■ **Source data**
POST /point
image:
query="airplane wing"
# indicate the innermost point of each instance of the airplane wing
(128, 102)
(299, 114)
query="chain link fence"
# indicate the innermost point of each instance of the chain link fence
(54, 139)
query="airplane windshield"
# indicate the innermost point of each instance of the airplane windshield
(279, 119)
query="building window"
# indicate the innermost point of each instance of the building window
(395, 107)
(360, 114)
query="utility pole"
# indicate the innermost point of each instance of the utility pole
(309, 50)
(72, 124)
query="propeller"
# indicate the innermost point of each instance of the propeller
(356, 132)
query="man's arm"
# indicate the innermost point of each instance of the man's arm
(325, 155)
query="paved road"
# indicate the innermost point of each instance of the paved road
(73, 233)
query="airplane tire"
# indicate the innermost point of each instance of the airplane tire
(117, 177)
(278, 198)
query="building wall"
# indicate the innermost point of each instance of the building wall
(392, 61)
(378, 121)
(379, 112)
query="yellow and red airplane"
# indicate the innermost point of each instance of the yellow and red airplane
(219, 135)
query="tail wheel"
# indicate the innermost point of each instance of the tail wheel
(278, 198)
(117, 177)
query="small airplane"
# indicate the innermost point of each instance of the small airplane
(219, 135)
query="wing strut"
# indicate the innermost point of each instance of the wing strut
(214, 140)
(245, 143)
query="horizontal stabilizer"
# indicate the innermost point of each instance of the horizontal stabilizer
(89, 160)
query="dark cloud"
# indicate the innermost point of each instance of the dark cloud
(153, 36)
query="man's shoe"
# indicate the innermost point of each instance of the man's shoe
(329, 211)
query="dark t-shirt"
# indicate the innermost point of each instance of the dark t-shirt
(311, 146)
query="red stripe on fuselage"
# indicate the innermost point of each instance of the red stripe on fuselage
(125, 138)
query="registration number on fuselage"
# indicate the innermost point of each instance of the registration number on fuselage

■ **What to work on**
Please transcribe the material above in full, keeping every character intact.

■ **Response**
POST /point
image:
query="airplane wing"
# indicate the innermost point of each instance of the airplane wing
(128, 102)
(299, 114)
query="chain link fence"
# indicate the innermost point of each instance of the chain link fence
(54, 139)
query="airplane windshield"
# indicate the innermost point of each instance of the airplane windshield
(279, 119)
query="building window"
# indicate the innermost point of each instance of the building window
(395, 107)
(360, 114)
query="utility pole"
# indicate the innermost point of each instance of the utility pole
(309, 50)
(72, 124)
query="propeller"
# indicate the innermost point of each instance of the propeller
(356, 132)
query="man's arm"
# indicate the innermost point of each instance of the man's arm
(325, 155)
query="paved road"
# indicate the innermost point of each instance of the paved road
(73, 233)
query="airplane tire"
# indicate the innermost point of each instance of the airplane tire
(117, 177)
(278, 198)
query="building wall"
# indicate the innermost point of each instance of the building wall
(392, 61)
(378, 121)
(379, 112)
query="yellow and red airplane"
# indicate the innermost point of each instance of the yellow and red airplane
(219, 135)
query="tail wheel"
# indicate the innermost point of each instance of the tail wheel
(278, 198)
(117, 177)
query="small airplane"
# indicate the innermost point of each instance of the small airplane
(219, 135)
query="wing strut"
# indicate the innermost point of each instance of the wing strut
(214, 140)
(245, 143)
query="horizontal stabilizer"
# indicate the innermost point of each instance of the horizontal stabilizer
(89, 160)
query="dark cloud"
# indicate the innermost point of each instance of the dark cloud
(153, 36)
query="man's shoe"
# indicate the innermost point of each instance of the man's shoe
(329, 211)
query="dark t-shirt"
# indicate the innermost point of each instance of the dark t-shirt
(311, 146)
query="red stripe on fuselage"
# indicate the innermost point of each instance of the red stripe on fuselage
(125, 138)
query="registration number on fuselage"
# indicate the innermost point of each instance of the registration number on fuselage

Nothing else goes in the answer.